Task requirements: Update all of the data below by replacing each "Target" with "Class". Leave every other character unchanged.
· · · · · · ·
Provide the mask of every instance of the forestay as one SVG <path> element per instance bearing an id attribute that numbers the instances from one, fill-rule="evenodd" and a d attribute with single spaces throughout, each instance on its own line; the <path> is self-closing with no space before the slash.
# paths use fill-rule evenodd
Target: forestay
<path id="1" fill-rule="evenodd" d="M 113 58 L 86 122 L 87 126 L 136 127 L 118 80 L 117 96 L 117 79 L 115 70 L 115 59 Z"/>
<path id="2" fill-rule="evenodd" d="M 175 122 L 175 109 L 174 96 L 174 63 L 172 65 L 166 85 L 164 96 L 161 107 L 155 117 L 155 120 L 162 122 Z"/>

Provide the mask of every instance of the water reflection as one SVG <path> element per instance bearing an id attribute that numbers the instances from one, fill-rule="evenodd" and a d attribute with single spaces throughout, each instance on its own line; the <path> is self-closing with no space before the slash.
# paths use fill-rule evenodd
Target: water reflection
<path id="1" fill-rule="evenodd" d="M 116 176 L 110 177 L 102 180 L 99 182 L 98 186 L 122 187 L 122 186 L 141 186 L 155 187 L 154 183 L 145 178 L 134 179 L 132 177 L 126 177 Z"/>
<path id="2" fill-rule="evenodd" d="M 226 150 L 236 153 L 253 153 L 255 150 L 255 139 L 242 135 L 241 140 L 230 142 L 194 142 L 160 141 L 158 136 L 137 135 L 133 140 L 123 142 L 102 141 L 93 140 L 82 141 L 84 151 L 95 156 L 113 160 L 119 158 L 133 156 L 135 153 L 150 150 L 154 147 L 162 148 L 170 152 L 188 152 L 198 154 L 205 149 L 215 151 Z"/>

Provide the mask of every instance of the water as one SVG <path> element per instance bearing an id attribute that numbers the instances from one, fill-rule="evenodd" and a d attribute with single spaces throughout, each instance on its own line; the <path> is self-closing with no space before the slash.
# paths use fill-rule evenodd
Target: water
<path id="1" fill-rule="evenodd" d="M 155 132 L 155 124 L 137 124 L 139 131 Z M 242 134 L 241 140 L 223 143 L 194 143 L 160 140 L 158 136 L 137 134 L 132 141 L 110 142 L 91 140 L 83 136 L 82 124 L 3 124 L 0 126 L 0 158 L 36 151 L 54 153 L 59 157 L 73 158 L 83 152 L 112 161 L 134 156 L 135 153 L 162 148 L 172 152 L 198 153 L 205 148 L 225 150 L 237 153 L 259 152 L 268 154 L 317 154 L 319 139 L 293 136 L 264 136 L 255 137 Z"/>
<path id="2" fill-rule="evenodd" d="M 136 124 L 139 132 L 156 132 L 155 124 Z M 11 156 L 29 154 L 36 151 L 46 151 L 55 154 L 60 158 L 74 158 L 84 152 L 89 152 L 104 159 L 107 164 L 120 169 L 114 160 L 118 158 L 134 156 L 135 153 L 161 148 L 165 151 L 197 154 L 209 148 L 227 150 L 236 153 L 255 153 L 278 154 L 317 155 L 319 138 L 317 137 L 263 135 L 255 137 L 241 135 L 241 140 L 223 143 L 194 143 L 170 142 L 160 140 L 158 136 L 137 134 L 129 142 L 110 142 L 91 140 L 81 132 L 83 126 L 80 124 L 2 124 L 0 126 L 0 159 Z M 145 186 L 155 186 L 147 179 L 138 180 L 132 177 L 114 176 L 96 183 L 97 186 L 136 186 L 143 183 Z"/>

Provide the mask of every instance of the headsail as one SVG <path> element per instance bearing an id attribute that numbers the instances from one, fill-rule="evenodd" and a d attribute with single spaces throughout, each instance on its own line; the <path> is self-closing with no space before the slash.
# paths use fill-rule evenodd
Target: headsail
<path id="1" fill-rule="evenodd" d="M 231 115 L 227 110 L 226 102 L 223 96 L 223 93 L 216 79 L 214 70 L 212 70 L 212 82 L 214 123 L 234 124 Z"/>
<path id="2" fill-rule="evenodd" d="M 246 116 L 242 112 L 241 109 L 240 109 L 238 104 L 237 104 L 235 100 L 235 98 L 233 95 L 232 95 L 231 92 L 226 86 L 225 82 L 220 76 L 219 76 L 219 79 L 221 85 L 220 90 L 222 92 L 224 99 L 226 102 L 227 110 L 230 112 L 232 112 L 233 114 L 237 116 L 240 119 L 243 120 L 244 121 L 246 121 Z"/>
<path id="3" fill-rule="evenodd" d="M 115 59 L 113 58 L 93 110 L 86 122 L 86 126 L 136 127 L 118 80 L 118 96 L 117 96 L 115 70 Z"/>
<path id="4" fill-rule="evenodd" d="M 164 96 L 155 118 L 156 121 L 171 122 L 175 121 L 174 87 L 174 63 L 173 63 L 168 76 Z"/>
· · · · · · ·
Written reply:
Provide the mask of every instance of the forestay as one SVG <path> element per instance bearing an id attribute that numbers the instances from one, fill-rule="evenodd" and a d attribute with single spaces throughout, each instance on its own line; the <path> is self-closing with no space before the slash.
# paths use fill-rule evenodd
Class: forestay
<path id="1" fill-rule="evenodd" d="M 113 58 L 86 122 L 87 126 L 136 127 L 118 80 L 117 96 L 117 79 L 115 70 L 115 59 Z"/>
<path id="2" fill-rule="evenodd" d="M 175 122 L 175 109 L 174 96 L 174 63 L 172 65 L 166 85 L 164 96 L 161 107 L 155 117 L 155 120 L 162 122 Z"/>

Provide the mask of every instance of the water reflection as one SVG <path> element per instance bearing an id attribute that numbers the instances from one, fill-rule="evenodd" and a d attribute with single spaces throughout, each instance on its own line; the <path> is self-closing with no space before the slash.
# paths use fill-rule evenodd
Class: water reflection
<path id="1" fill-rule="evenodd" d="M 116 176 L 110 177 L 102 180 L 99 182 L 98 186 L 122 187 L 122 186 L 141 186 L 155 187 L 154 183 L 145 178 L 134 179 L 132 177 L 126 177 Z"/>
<path id="2" fill-rule="evenodd" d="M 226 150 L 236 153 L 253 153 L 255 150 L 255 139 L 242 135 L 241 140 L 230 142 L 194 142 L 160 141 L 158 136 L 137 135 L 133 140 L 123 142 L 102 141 L 93 140 L 82 141 L 84 151 L 95 156 L 113 160 L 119 158 L 133 156 L 135 153 L 150 150 L 154 147 L 162 148 L 170 152 L 188 152 L 198 154 L 205 149 L 215 151 Z"/>

Provide the mask of every instance of the water as one SVG <path> element per instance bearing an id attribute that numbers the instances from one, fill-rule="evenodd" and a d attribute with single spaces throughout, each instance on its own line; the <path> is self-closing with no space before the slash.
# paths use fill-rule evenodd
Class: water
<path id="1" fill-rule="evenodd" d="M 155 132 L 155 124 L 137 124 L 139 131 Z M 242 134 L 241 140 L 223 143 L 194 143 L 160 140 L 158 136 L 137 134 L 132 141 L 110 142 L 91 140 L 83 136 L 82 124 L 3 124 L 0 126 L 0 158 L 36 151 L 54 153 L 59 157 L 73 158 L 83 152 L 112 161 L 134 156 L 135 153 L 162 148 L 172 152 L 198 153 L 205 148 L 225 150 L 237 153 L 259 152 L 268 154 L 317 154 L 319 139 L 293 136 L 264 136 L 255 137 Z"/>
<path id="2" fill-rule="evenodd" d="M 136 124 L 139 132 L 156 132 L 155 124 Z M 11 156 L 29 154 L 36 151 L 46 151 L 55 154 L 60 158 L 74 158 L 84 152 L 89 152 L 104 159 L 107 164 L 120 169 L 114 160 L 118 158 L 134 156 L 135 153 L 161 148 L 165 151 L 197 154 L 209 148 L 227 150 L 236 153 L 255 153 L 278 154 L 317 155 L 319 138 L 317 137 L 263 135 L 255 137 L 241 135 L 241 140 L 223 143 L 194 143 L 170 142 L 160 140 L 158 136 L 137 134 L 129 142 L 110 142 L 91 140 L 81 132 L 83 126 L 80 124 L 2 124 L 0 126 L 0 159 Z M 145 186 L 155 186 L 147 179 L 138 180 L 132 177 L 114 176 L 96 183 L 97 186 L 136 186 L 143 183 Z"/>

Provide the mask of every instance of the headsail as one SVG <path> element per instance bearing an id attribute that numbers the instances from one, fill-rule="evenodd" and a d attribute with single spaces throughout, each instance on its own line; the <path> is self-closing with no space before the slash.
# paths use fill-rule evenodd
Class: headsail
<path id="1" fill-rule="evenodd" d="M 231 115 L 227 110 L 226 102 L 223 96 L 223 93 L 216 79 L 214 70 L 212 70 L 212 82 L 214 123 L 234 124 Z"/>
<path id="2" fill-rule="evenodd" d="M 246 116 L 242 112 L 241 109 L 240 109 L 238 104 L 237 104 L 235 100 L 235 98 L 233 95 L 232 95 L 231 92 L 226 86 L 225 82 L 220 76 L 219 76 L 219 79 L 221 85 L 220 90 L 222 92 L 224 99 L 226 102 L 227 110 L 230 112 L 232 112 L 233 114 L 237 116 L 240 119 L 243 120 L 244 121 L 246 121 Z"/>
<path id="3" fill-rule="evenodd" d="M 115 59 L 113 58 L 93 110 L 86 122 L 86 126 L 136 127 L 118 80 L 118 96 L 117 96 L 115 70 Z"/>
<path id="4" fill-rule="evenodd" d="M 164 96 L 155 118 L 156 121 L 171 122 L 175 121 L 174 87 L 174 63 L 173 63 L 168 76 Z"/>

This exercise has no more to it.